Goals -
a: List every Kansas place name in the blog post on cowboys in the news, counting Kansas itself.
b: Please extract the passage of the blog post on cowboys in the news starting at "A special dispatch" and ending at "cowboys, Jim Talbot.".
c: Write what comes next in the blog post on cowboys in the news, picking up after its last sentence.

Wednesday, April 20, 2011

Cowboys in the news, 1881-82

April 28, 1883
Cowboys in the 1880s had really bad press. They were portrayed as a menace to civil order, and sensational reports of their lawlessness were common. I’m looking at a series of articles from the Chicago Daily Tribune covering cowboy-related disturbances in Kansas. Readers familiar with western outlaws will recognize these as the first breathless reports of what came to be known as the Talbot Raid.

A special dispatch datelined Wichita, December 17, 1881, describes a wild-bunch style shootout in Caldwell, Kansas, which left a prominent citizen, Mike Meagher, dead. Meagher, previously a town marshal, had long been a fearless opponent of the lawless. “Many a cowboy and many a Texan has bitten the dust before Mike Meagher’s steady aim,” goes the story. At the time of writing, several of the gang had fled town with armed and mounted citizens “in hot pursuit.”

That same day, the Western Associated Press reported from Caldwell itself, filling in more details. The incident apparently began after a night of drinking and carousing by as many as ten cowboys. After a disturbance in the morning, shooting broke out again about 1:00 in the afternoon. Meagher, now referred to as a former mayor, was shot by one of the cowboys, Jim Talbot.

Data excerpts -
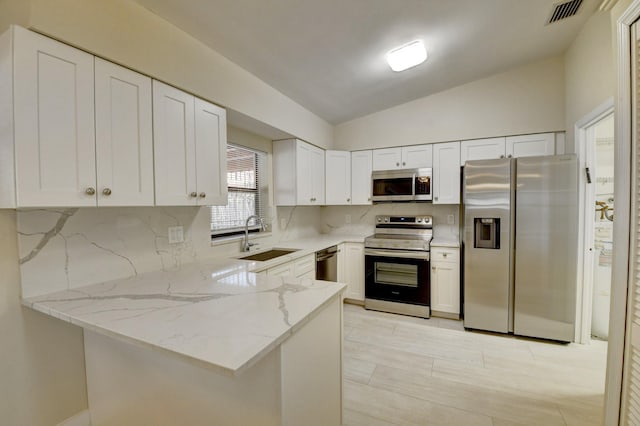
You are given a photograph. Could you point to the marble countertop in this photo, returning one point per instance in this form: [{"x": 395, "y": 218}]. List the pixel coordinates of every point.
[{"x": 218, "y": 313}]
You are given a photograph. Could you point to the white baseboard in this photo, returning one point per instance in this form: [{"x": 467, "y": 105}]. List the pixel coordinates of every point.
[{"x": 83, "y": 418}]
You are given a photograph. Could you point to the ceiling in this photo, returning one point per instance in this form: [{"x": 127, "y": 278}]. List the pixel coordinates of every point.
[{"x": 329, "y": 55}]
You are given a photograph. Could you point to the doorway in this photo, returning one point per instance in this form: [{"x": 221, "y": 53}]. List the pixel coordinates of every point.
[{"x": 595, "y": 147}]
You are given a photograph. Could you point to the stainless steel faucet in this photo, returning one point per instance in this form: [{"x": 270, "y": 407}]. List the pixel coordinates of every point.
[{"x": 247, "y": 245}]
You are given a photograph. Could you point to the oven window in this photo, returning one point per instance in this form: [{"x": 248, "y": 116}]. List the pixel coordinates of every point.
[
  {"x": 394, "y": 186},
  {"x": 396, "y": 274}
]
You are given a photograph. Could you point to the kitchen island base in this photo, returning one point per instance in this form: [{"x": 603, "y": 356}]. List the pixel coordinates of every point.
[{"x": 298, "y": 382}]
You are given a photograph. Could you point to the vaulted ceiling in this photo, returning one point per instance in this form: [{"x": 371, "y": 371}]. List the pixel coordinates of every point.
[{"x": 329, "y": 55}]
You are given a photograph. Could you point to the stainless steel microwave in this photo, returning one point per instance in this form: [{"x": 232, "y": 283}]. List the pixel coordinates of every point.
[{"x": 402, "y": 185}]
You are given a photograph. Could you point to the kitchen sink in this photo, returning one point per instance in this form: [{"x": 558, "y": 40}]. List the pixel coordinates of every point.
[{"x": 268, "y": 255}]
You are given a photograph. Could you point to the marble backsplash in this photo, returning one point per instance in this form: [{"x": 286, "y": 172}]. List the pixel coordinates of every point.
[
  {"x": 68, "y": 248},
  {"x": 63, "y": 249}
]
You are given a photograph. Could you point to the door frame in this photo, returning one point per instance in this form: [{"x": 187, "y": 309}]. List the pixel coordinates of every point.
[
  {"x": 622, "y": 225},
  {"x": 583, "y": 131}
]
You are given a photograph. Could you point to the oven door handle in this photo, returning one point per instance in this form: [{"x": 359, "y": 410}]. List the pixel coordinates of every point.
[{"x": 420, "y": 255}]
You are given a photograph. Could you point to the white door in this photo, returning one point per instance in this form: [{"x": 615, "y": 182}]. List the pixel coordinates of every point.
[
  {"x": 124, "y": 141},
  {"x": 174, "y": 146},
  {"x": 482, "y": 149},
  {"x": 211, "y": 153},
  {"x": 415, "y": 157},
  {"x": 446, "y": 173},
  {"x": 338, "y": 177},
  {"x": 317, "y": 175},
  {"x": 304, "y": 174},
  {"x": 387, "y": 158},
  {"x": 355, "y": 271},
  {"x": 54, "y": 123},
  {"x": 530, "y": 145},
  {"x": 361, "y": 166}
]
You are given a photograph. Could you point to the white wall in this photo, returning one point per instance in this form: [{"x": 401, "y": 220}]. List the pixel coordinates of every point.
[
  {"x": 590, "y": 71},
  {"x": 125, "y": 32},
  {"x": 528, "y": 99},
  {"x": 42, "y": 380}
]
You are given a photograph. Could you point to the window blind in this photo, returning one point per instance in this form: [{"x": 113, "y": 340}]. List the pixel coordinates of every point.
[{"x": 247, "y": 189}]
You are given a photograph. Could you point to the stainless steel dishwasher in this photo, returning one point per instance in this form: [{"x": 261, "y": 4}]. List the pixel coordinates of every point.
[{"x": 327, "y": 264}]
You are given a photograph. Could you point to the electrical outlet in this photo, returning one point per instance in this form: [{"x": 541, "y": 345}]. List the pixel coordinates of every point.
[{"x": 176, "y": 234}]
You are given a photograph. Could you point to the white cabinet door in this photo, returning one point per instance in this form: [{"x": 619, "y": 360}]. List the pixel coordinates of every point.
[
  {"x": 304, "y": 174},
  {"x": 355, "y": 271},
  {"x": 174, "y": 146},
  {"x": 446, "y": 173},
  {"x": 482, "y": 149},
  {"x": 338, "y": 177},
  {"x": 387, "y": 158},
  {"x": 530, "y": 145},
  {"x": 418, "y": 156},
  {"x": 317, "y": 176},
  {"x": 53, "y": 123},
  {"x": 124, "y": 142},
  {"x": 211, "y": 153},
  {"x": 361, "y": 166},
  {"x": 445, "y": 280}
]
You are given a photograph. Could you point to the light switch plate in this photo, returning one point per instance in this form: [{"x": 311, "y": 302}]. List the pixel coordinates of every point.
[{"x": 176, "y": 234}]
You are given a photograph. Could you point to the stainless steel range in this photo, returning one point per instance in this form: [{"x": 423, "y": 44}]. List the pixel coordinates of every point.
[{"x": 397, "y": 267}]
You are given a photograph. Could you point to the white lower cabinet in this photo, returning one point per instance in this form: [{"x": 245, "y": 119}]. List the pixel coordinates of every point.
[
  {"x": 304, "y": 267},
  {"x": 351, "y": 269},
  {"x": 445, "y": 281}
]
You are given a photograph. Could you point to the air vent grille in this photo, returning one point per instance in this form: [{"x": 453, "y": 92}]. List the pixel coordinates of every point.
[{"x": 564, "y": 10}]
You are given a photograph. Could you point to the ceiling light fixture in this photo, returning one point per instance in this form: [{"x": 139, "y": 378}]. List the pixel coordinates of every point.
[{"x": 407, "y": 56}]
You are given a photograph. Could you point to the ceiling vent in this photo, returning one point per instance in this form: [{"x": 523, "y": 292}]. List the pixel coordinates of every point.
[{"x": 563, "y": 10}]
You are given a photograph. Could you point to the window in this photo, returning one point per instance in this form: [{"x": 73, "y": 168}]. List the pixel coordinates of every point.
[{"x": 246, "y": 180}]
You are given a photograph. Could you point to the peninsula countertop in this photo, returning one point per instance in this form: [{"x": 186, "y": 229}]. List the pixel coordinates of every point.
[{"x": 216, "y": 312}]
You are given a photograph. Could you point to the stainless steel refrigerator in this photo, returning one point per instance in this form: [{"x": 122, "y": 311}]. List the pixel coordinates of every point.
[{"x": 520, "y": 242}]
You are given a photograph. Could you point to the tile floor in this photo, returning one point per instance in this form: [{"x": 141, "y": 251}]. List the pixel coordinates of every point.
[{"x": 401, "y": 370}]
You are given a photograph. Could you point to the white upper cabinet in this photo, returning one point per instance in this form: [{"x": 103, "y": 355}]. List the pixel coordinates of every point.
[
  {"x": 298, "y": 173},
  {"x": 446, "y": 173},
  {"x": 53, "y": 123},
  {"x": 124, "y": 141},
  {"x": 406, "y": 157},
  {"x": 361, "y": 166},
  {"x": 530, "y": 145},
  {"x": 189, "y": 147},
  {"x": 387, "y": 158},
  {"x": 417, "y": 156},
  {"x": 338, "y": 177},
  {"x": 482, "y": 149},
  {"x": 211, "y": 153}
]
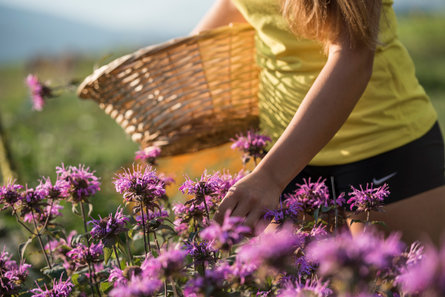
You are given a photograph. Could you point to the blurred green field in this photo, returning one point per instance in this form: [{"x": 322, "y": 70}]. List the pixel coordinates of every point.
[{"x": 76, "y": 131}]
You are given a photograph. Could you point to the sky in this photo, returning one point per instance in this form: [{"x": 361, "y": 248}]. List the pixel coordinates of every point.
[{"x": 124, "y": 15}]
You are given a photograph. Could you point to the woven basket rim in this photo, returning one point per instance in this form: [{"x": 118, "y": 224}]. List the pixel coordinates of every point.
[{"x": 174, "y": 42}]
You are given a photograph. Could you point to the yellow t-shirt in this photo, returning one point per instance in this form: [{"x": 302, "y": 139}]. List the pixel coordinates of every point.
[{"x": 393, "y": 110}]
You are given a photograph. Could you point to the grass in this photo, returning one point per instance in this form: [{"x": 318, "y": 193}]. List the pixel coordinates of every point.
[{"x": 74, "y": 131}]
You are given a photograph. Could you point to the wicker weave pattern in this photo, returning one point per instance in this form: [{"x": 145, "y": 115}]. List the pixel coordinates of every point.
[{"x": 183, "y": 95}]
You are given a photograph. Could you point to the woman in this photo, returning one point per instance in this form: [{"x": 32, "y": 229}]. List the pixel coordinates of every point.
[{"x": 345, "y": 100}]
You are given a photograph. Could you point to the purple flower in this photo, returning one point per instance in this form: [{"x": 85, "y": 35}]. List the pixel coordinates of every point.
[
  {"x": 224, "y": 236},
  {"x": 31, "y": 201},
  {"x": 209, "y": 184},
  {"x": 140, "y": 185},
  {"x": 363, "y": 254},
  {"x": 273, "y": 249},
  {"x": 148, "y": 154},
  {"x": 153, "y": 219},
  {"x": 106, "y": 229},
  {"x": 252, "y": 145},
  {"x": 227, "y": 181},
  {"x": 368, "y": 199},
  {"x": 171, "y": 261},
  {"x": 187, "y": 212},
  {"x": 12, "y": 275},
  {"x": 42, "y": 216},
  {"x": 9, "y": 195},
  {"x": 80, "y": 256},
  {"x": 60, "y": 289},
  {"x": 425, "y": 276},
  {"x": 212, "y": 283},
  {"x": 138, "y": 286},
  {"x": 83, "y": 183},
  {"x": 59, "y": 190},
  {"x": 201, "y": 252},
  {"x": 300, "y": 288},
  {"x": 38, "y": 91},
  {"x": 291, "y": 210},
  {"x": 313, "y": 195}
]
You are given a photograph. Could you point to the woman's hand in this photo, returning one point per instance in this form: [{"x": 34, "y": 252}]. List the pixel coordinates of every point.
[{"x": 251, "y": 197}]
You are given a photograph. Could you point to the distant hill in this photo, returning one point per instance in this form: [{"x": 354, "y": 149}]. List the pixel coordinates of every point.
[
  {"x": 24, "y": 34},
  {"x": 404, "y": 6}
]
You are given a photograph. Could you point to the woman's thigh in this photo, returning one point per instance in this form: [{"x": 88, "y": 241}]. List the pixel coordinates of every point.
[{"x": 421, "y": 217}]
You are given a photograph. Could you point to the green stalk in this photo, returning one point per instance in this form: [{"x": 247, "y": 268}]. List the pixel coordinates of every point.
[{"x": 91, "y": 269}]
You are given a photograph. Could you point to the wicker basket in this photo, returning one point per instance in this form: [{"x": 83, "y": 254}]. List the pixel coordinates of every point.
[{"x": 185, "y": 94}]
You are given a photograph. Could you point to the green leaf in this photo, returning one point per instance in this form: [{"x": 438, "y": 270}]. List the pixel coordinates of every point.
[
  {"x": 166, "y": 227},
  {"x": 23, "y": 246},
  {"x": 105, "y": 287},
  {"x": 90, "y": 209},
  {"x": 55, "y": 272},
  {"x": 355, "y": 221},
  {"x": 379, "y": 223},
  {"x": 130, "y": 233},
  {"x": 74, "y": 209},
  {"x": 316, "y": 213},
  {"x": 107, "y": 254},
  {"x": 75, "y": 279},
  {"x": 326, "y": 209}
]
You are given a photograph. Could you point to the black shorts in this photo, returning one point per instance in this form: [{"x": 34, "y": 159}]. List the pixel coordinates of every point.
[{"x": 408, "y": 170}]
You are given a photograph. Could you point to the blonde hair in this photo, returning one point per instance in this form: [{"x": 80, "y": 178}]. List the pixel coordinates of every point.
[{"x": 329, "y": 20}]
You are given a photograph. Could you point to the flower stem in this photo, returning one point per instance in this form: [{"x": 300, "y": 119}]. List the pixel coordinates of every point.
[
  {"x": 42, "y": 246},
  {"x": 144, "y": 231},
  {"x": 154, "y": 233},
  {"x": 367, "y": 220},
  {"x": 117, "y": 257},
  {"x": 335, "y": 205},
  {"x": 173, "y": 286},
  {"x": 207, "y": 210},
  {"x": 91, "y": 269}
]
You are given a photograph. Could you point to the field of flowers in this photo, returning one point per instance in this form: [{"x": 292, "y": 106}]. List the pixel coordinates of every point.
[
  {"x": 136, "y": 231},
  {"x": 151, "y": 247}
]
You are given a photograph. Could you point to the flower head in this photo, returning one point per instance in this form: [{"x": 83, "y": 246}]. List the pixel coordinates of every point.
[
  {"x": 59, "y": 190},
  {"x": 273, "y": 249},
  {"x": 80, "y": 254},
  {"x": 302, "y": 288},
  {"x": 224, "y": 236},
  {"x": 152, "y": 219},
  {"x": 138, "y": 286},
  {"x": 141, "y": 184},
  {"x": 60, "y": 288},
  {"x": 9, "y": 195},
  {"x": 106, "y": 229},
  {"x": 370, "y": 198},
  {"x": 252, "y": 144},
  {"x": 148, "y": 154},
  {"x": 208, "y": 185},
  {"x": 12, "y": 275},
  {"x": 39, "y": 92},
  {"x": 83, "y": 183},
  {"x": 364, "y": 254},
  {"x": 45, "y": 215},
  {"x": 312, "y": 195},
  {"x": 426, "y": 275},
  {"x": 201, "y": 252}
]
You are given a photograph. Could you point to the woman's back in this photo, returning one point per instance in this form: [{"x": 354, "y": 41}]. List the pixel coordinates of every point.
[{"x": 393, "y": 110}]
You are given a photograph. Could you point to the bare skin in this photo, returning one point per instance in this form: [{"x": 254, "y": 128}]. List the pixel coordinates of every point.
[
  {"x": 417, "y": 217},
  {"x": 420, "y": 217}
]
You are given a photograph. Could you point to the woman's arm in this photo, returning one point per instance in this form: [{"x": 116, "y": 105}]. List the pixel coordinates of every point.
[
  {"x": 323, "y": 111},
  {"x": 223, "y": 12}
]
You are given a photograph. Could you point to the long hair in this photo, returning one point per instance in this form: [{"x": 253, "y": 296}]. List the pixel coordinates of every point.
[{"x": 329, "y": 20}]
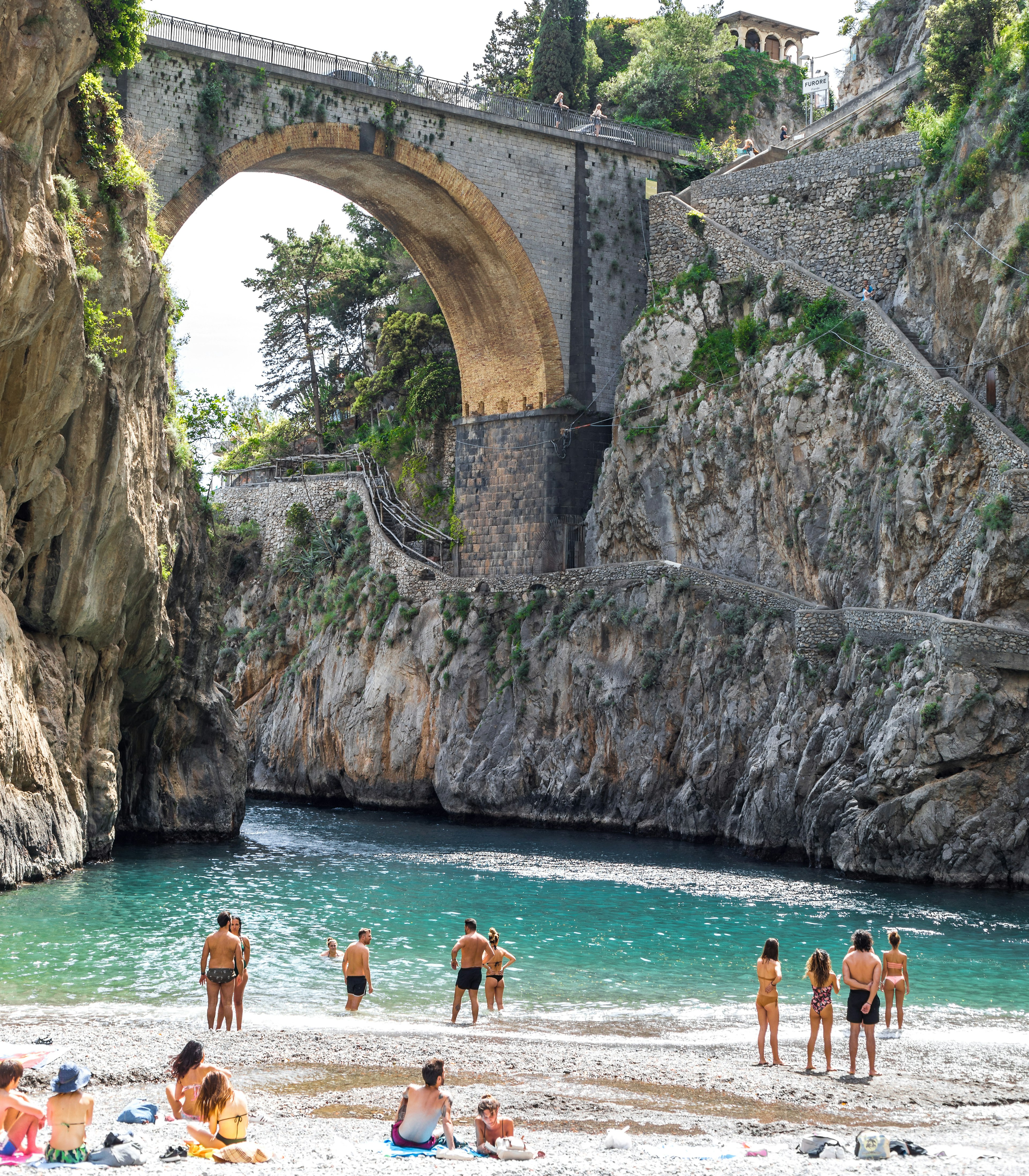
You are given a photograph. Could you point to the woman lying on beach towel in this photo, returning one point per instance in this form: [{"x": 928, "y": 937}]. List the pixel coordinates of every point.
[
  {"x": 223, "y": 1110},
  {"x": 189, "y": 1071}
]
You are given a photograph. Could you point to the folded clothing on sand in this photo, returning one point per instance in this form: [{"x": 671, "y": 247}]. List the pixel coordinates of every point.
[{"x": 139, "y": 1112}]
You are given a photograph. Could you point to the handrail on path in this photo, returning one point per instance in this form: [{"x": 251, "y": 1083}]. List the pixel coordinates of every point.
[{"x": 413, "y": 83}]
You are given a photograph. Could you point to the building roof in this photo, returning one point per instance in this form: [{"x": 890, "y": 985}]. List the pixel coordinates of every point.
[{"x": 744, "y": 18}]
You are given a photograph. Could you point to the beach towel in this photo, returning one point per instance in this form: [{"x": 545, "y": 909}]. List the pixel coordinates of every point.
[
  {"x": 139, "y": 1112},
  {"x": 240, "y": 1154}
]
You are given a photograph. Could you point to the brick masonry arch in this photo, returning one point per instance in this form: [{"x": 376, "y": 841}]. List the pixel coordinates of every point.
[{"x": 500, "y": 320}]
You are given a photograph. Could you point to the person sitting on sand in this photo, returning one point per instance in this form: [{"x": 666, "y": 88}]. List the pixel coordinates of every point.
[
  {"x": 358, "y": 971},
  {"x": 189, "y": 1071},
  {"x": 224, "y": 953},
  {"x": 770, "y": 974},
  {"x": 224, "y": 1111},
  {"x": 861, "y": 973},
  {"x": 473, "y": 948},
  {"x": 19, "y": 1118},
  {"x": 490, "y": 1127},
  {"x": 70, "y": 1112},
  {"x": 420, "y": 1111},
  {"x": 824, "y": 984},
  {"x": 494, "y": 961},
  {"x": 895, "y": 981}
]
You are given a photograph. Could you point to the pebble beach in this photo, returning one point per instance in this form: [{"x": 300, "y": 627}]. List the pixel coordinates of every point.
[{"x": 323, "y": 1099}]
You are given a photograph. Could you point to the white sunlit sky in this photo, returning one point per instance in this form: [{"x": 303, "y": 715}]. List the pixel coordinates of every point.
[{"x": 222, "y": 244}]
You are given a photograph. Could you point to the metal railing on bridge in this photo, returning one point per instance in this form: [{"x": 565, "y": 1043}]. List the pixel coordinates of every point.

Responses per task -
a:
Kansas
Wichita
Caldwell

b:
A special dispatch datelined Wichita, December 17, 1881, describes a wild-bunch style shootout in Caldwell, Kansas, which left a prominent citizen, Mike Meagher, dead. Meagher, previously a town marshal, had long been a fearless opponent of the lawless. “Many a cowboy and many a Texan has bitten the dust before Mike Meagher’s steady aim,” goes the story. At the time of writing, several of the gang had fled town with armed and mounted citizens “in hot pursuit.”

That same day, the Western Associated Press reported from Caldwell itself, filling in more details. The incident apparently began after a night of drinking and carousing by as many as ten cowboys. After a disturbance in the morning, shooting broke out again about 1:00 in the afternoon. Meagher, now referred to as a former mayor, was shot by one of the cowboys, Jim Talbot.

c:
As the cowboys fled town, one of them, George Speer, was shot dead by a citizen while saddling a horse near a dancehall called the Redlight. Riding horses taken from a livery stable, the gang was then pursued 12 miles south into Indian Territory, where they’d taken cover in woods.

Charles Russell, Smoke of a 45, 1908
A dispatch the following day reported that eight townsmen had surrounded the cowboys, but the men had slipped away in the night after badly wounding one of their pursuers. By morning, the size of the posse had swelled to fifty. Among them was a brother-in-law of the dead Meagher, a Capt. Steele, who “means business, and will not give up the chase until the villains are captured or there is no possibility of taking them.”

Meanwhile, back in Caldwell, there is movement afoot to rid the town of its bad element. It is expected that some residents will shortly be treated to “sudden emigration or otherwise.”

Meagher is remembered as “brave to a fault, and a man who never shirked a duty.” Speculation is that the Speer family was behind the killing, to avenge the death of a man named Flat. Town folk, it is said, have run out of patience with the Speers, whose boys were brought up “to drink, gamble, and do everything else mean.”

It’s also now known that four other cowboys, taken into custody right after the shooting, are Tom Love, Dick Eddleman, Tom Dulany, and Comanche Bill. There is some doubt whether the citizens will stand idly by if the sheriff attempts to transport them to the county seat.

Frederic Remington, A Dash for Timber, 1889
On December 19, further word on Meagher is that he’d been shot through the heart and died almost instantly. His final words were “Tell my wife that I have got it at last.” There is also more about the alleged motive for the killing. A year previously, Meagher had been mayor at the time of the shooting of George Flat, then marshal of Caldwell. He’d been tried as an accessory and acquitted.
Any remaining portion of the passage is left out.